Starting with the line that contains "Can you find the yellow", reproduce each line through the end of the listing below, with no other output.
[Start Records shown]
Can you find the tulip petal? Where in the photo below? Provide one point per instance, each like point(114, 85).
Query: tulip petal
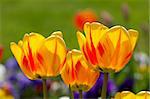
point(118, 32)
point(56, 49)
point(143, 95)
point(133, 37)
point(94, 32)
point(31, 44)
point(58, 33)
point(125, 95)
point(118, 35)
point(18, 53)
point(81, 39)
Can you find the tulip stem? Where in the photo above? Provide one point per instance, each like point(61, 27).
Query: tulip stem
point(71, 93)
point(104, 88)
point(80, 94)
point(44, 89)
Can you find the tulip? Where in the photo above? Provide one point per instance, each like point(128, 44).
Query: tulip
point(125, 95)
point(76, 74)
point(143, 95)
point(130, 95)
point(40, 57)
point(84, 16)
point(5, 95)
point(107, 50)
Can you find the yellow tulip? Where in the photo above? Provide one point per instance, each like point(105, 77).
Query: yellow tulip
point(143, 95)
point(76, 72)
point(107, 49)
point(125, 95)
point(40, 57)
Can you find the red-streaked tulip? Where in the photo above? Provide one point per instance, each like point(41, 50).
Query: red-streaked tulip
point(125, 95)
point(84, 16)
point(107, 49)
point(76, 72)
point(143, 95)
point(40, 57)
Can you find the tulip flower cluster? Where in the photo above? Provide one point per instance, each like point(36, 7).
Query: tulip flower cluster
point(102, 50)
point(130, 95)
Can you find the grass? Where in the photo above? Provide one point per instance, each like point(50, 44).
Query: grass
[End Records shown]
Solution to the exercise —
Can you find the yellow tulip? Where in the photo above? Provide one point per instance, each like point(105, 77).
Query: yellow tulip
point(143, 95)
point(76, 72)
point(107, 49)
point(125, 95)
point(40, 57)
Can you find the red-streaked tulip? Where in the photo above? Provide one point per instance, each like point(41, 50).
Query: red-streaked tulip
point(125, 95)
point(84, 16)
point(107, 49)
point(76, 72)
point(143, 95)
point(40, 57)
Can you find the tulip flower cluster? Where in the photo above? Provide one point per instance, each like point(36, 7).
Query: tulip flower cluster
point(102, 50)
point(130, 95)
Can you find the grass? Where in the photo above? Provide one point per instance, each like point(50, 44).
Query: grass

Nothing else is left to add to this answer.